WHAT THIS EXERCISE ASKS »
1 – Please copy the stretch of the book description from "When she discovers" through "hid a speakeasy.".
2 – Pick out every line of the records that contains the string "dark", matching case.

New York Times bestselling author Beatriz Williams recreates the New York City of A Certain Age in this deliciously spicy adventure that mixes past and present and centers on a Jazz Age love triangle involving a rugged Prohibition agent, a saucy redheaded flapper, and a debonair Princetonian from a wealthy family.
When she discovers her husband cheating, Ella Hawthorne impulsively moves out of their SoHo loft and into a small apartment in an old Greenwich Village building. Her surprisingly attractive new neighbor, Hector, warns her to stay out of the basement at night. Tenants have reported strange noises after midnight—laughter, clinking glasses, jazz piano—even though the space has been empty for decades. Back in the Roaring Twenties, the place hid a speakeasy.
In 1924, Geneva “Gin” Kelly, a smart-mouthed flapper from the hills of western Maryland, is a regular at this Village hideaway known as the Christopher Club. Caught up in a raid, Gin becomes entangled with Prohibition enforcement agent Oliver Anson, who persuades her to help him catch her stepfather Duke Kelly, one of Appalachia’s most notorious bootleggers.

RECORDS SUPPLIED »
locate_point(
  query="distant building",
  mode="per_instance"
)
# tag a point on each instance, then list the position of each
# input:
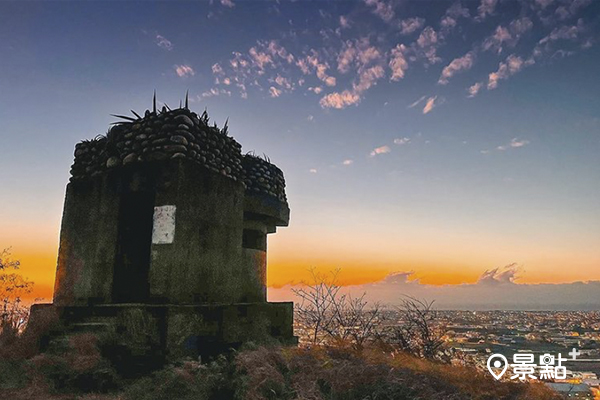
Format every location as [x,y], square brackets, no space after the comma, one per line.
[570,390]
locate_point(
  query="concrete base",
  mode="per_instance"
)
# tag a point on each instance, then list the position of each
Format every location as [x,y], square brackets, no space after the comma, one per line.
[168,332]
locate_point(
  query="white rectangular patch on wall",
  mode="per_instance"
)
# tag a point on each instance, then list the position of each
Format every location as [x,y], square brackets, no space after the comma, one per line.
[163,227]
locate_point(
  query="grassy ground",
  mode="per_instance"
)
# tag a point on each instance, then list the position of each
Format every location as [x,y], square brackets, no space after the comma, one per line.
[253,373]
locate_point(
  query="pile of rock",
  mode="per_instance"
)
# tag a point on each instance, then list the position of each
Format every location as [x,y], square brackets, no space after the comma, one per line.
[159,136]
[263,177]
[175,134]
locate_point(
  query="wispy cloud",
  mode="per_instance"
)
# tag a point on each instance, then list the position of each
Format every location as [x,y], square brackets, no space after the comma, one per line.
[452,15]
[345,22]
[429,104]
[474,89]
[340,100]
[402,141]
[398,63]
[274,92]
[463,63]
[486,7]
[380,150]
[410,25]
[163,42]
[427,44]
[417,102]
[382,9]
[514,143]
[508,36]
[497,288]
[184,70]
[507,68]
[216,92]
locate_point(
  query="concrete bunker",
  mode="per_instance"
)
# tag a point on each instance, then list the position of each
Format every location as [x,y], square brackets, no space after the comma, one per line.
[164,238]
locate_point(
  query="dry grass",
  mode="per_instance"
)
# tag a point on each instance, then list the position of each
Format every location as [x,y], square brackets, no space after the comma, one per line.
[260,374]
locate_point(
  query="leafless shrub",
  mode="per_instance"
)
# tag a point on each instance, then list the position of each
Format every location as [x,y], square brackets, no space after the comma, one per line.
[330,317]
[418,331]
[13,286]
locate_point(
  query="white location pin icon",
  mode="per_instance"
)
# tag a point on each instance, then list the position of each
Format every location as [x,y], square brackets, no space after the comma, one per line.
[497,362]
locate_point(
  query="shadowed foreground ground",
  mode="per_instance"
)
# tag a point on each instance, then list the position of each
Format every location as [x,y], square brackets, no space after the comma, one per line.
[252,373]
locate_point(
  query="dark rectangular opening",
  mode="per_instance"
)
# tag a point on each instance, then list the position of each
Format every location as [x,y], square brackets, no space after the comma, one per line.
[130,279]
[254,239]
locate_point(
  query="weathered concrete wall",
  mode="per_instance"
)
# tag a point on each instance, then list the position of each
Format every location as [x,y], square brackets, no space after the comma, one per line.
[87,243]
[175,331]
[203,264]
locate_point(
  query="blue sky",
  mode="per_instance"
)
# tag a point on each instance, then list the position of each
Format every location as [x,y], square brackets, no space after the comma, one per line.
[441,137]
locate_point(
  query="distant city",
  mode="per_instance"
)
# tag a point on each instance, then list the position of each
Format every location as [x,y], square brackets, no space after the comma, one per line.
[479,334]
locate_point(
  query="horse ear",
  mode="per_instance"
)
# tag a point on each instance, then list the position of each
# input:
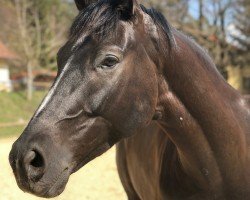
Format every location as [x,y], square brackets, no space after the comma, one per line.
[82,4]
[125,7]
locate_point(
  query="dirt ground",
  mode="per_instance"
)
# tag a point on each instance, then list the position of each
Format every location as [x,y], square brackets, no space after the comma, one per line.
[97,180]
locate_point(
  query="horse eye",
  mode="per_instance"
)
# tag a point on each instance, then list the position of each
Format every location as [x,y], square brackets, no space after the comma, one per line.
[109,62]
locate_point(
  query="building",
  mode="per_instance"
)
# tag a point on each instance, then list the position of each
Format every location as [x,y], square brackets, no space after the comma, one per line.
[6,57]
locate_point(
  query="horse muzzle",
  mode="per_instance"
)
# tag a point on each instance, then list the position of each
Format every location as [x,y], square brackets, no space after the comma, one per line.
[38,170]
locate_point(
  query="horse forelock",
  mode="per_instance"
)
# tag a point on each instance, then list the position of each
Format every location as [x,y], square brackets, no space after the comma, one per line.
[101,20]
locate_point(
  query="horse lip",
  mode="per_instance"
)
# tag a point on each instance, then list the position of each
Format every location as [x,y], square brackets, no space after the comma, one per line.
[64,175]
[91,155]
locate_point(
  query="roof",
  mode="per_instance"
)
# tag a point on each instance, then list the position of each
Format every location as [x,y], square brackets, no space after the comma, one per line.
[5,53]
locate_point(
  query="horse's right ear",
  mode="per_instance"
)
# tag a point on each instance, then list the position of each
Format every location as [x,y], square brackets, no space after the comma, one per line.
[82,4]
[125,7]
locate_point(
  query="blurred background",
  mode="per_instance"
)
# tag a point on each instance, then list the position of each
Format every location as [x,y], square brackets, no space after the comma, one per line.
[31,33]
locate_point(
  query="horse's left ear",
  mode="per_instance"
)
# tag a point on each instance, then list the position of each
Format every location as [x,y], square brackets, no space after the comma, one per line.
[82,4]
[125,7]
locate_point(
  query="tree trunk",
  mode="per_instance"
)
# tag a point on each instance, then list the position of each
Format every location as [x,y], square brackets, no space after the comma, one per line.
[29,81]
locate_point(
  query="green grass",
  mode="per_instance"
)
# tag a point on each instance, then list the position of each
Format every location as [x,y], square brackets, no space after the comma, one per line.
[14,107]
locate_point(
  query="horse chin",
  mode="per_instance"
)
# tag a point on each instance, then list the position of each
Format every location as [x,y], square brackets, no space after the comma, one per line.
[92,155]
[55,188]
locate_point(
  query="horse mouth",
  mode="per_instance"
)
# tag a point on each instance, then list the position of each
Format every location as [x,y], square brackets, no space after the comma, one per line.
[40,189]
[58,186]
[91,155]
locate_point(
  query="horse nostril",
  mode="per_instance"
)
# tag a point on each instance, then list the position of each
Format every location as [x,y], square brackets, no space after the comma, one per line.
[37,161]
[35,165]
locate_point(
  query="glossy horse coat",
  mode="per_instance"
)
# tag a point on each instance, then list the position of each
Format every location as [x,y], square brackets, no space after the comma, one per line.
[127,77]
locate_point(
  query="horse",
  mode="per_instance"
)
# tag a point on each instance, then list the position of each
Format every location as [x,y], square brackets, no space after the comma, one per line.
[127,77]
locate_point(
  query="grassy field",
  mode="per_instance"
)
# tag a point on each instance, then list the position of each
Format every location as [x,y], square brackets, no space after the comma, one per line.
[15,108]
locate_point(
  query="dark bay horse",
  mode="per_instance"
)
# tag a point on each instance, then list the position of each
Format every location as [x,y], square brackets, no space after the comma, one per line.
[127,77]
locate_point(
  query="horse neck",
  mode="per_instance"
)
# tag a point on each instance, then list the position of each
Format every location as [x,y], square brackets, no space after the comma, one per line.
[201,114]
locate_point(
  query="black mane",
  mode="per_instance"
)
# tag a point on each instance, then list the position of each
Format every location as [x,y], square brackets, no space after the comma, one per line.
[101,19]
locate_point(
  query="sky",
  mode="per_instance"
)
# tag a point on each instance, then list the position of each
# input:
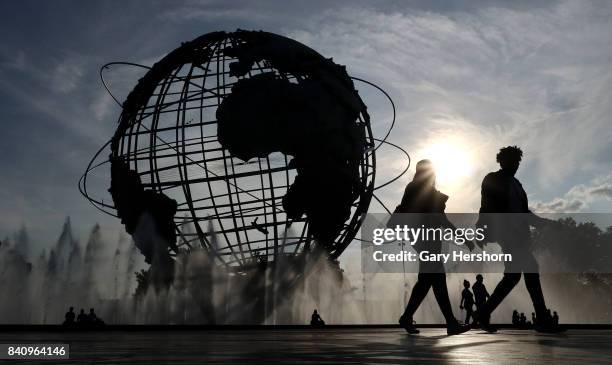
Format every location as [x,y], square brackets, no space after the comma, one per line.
[467,77]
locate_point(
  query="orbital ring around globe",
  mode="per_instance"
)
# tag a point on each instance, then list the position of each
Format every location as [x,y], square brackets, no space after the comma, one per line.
[231,199]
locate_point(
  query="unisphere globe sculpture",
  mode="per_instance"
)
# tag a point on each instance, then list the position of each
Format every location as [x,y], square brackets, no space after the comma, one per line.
[247,144]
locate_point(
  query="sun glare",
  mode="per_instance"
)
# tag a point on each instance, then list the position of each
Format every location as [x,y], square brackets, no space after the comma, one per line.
[452,161]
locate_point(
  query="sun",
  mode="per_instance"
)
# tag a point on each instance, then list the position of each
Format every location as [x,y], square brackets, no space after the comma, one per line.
[452,160]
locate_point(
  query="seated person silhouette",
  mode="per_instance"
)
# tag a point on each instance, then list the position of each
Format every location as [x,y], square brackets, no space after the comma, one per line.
[69,317]
[316,320]
[421,196]
[503,193]
[480,293]
[93,318]
[82,318]
[467,301]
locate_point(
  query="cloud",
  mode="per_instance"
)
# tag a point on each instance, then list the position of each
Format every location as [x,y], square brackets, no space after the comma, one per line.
[492,77]
[578,198]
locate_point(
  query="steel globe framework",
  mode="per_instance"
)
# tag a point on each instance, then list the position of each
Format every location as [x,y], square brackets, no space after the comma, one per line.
[168,135]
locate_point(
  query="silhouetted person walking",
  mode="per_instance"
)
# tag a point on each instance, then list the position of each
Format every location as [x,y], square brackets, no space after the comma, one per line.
[316,320]
[467,301]
[69,317]
[82,318]
[421,196]
[503,193]
[480,293]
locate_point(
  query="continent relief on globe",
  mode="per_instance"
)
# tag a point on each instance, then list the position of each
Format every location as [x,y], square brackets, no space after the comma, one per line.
[306,120]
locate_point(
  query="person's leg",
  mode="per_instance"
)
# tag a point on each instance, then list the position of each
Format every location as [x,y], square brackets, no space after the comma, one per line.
[532,282]
[441,293]
[503,288]
[419,292]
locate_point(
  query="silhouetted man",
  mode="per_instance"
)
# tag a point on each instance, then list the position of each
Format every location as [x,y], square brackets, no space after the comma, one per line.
[316,320]
[82,318]
[503,193]
[421,196]
[480,292]
[69,317]
[467,301]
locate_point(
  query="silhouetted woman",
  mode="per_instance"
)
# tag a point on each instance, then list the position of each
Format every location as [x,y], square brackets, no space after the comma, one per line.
[421,196]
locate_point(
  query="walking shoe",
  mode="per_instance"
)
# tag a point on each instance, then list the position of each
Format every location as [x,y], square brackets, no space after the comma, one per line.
[408,325]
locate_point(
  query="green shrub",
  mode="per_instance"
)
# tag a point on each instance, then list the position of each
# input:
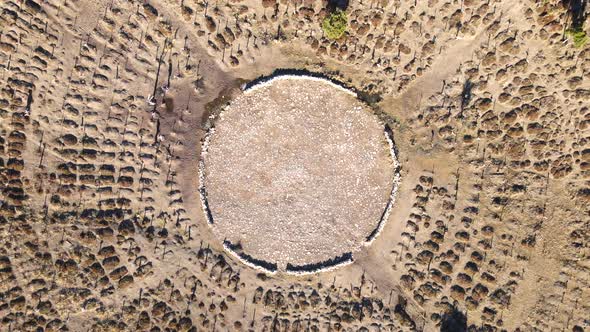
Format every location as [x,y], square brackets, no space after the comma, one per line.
[578,35]
[334,24]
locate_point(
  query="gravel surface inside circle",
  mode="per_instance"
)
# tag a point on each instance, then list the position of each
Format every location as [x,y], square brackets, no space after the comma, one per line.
[297,171]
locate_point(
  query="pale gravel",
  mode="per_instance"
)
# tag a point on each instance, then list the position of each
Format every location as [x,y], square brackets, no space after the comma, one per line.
[297,171]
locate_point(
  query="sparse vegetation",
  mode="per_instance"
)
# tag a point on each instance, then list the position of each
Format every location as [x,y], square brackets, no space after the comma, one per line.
[334,25]
[578,35]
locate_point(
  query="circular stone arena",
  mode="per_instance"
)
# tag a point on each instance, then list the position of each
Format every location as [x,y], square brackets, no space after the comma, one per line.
[297,175]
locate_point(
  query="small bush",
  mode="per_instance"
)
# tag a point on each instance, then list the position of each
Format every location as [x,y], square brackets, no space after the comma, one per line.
[334,25]
[579,36]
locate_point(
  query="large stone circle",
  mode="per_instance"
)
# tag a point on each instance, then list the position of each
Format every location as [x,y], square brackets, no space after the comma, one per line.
[297,175]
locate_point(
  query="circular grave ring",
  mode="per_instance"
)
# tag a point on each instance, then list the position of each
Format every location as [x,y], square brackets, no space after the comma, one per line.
[258,194]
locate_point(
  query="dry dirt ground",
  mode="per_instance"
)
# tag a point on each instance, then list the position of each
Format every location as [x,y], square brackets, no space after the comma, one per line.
[297,171]
[103,106]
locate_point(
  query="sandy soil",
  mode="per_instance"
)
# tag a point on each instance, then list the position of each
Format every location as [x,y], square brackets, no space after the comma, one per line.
[297,172]
[104,106]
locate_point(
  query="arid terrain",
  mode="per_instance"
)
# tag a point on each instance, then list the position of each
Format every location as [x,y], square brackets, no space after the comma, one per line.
[105,104]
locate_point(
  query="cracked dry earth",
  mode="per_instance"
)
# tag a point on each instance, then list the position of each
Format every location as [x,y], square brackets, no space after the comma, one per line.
[104,106]
[297,171]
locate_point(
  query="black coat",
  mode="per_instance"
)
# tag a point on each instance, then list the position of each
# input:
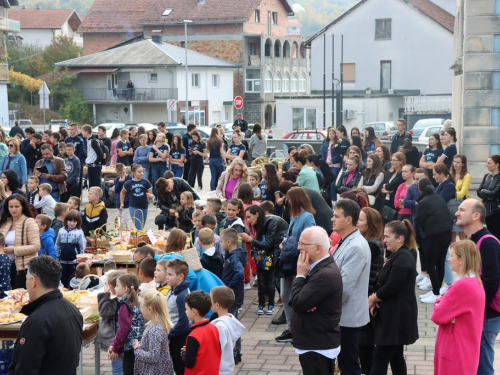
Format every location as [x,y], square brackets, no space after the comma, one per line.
[396,318]
[50,338]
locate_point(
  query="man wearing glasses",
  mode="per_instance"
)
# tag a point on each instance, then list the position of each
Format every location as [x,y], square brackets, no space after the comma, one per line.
[316,302]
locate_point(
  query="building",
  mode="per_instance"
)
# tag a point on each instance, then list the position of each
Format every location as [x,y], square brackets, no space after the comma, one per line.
[40,26]
[397,56]
[157,73]
[7,26]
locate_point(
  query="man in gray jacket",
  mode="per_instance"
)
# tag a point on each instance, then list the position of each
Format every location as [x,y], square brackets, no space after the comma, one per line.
[353,259]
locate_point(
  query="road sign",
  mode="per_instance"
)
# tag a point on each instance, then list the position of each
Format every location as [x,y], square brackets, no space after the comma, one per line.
[238,102]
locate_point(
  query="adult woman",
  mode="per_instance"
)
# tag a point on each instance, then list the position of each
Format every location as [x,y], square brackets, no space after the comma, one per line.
[394,178]
[217,157]
[307,175]
[373,178]
[302,217]
[407,173]
[489,192]
[431,155]
[436,222]
[258,141]
[460,314]
[231,179]
[393,303]
[371,226]
[15,161]
[22,239]
[351,178]
[198,152]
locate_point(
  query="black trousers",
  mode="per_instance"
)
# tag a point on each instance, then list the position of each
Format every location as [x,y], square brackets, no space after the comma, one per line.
[383,355]
[349,356]
[316,364]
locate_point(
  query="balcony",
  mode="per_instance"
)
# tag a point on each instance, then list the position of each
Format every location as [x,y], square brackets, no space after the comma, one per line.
[128,95]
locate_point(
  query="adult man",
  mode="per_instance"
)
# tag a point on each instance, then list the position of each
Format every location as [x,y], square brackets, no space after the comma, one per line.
[353,258]
[94,157]
[471,218]
[400,136]
[316,301]
[57,172]
[50,338]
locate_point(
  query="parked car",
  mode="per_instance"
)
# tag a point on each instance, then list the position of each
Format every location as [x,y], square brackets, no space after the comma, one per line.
[420,125]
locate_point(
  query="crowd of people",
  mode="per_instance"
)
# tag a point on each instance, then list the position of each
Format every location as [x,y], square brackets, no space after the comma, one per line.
[335,235]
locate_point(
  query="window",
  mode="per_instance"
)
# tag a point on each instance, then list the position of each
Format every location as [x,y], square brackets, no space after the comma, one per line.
[349,71]
[269,82]
[383,29]
[195,80]
[385,75]
[252,80]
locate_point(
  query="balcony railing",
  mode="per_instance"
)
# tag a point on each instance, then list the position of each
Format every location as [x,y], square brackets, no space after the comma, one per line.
[131,95]
[428,104]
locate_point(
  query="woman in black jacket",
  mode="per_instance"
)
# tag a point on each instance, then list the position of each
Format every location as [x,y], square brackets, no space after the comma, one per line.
[489,192]
[435,220]
[393,303]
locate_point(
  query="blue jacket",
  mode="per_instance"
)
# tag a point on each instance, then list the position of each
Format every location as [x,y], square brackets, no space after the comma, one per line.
[47,243]
[233,274]
[17,164]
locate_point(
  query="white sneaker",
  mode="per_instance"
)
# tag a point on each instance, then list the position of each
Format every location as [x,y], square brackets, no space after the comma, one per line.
[431,299]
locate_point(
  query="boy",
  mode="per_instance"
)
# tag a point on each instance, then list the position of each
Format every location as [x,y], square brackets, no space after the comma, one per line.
[230,329]
[202,353]
[123,148]
[233,276]
[46,203]
[95,213]
[147,274]
[211,259]
[177,271]
[47,244]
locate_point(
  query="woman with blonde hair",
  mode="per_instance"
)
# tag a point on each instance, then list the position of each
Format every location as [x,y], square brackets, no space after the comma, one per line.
[460,314]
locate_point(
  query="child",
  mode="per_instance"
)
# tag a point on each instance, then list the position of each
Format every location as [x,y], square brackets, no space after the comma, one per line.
[123,148]
[152,353]
[95,213]
[233,276]
[147,274]
[211,259]
[47,246]
[140,191]
[130,323]
[202,352]
[46,203]
[185,217]
[69,242]
[177,271]
[230,329]
[81,271]
[60,211]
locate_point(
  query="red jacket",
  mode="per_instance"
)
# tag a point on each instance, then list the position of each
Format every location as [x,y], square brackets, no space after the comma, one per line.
[203,350]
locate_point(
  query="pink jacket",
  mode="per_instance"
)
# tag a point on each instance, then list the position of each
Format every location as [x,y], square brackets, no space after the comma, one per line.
[457,345]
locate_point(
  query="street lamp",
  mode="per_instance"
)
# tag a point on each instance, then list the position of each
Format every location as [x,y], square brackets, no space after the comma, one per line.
[185,47]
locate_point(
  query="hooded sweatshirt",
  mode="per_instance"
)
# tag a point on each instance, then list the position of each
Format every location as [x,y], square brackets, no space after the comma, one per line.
[230,330]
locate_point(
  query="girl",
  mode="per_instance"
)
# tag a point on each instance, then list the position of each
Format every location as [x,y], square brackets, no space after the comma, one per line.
[185,217]
[177,156]
[129,322]
[152,354]
[70,241]
[198,151]
[140,191]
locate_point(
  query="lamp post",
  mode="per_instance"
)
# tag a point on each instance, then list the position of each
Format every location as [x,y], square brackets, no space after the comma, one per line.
[185,47]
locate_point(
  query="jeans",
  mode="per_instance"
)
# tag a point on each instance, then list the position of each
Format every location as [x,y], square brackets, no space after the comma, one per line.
[491,328]
[138,218]
[216,169]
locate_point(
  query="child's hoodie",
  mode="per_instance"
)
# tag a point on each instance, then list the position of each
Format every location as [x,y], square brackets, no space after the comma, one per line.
[230,330]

SOLVED TASKS »
1 –
When she discovers her husband cheating, Ella Hawthorne impulsively moves out of their SoHo loft and into a small apartment in an old Greenwich Village building. Her surprisingly attractive new neighbor, Hector, warns her to stay out of the basement at night. Tenants have reported strange noises after midnight—laughter, clinking glasses, jazz piano—even though the space has been empty for decades. Back in the Roaring Twenties, the place hid a speakeasy.

2 –
  query="dark rectangular opening",
  query="dark bay horse",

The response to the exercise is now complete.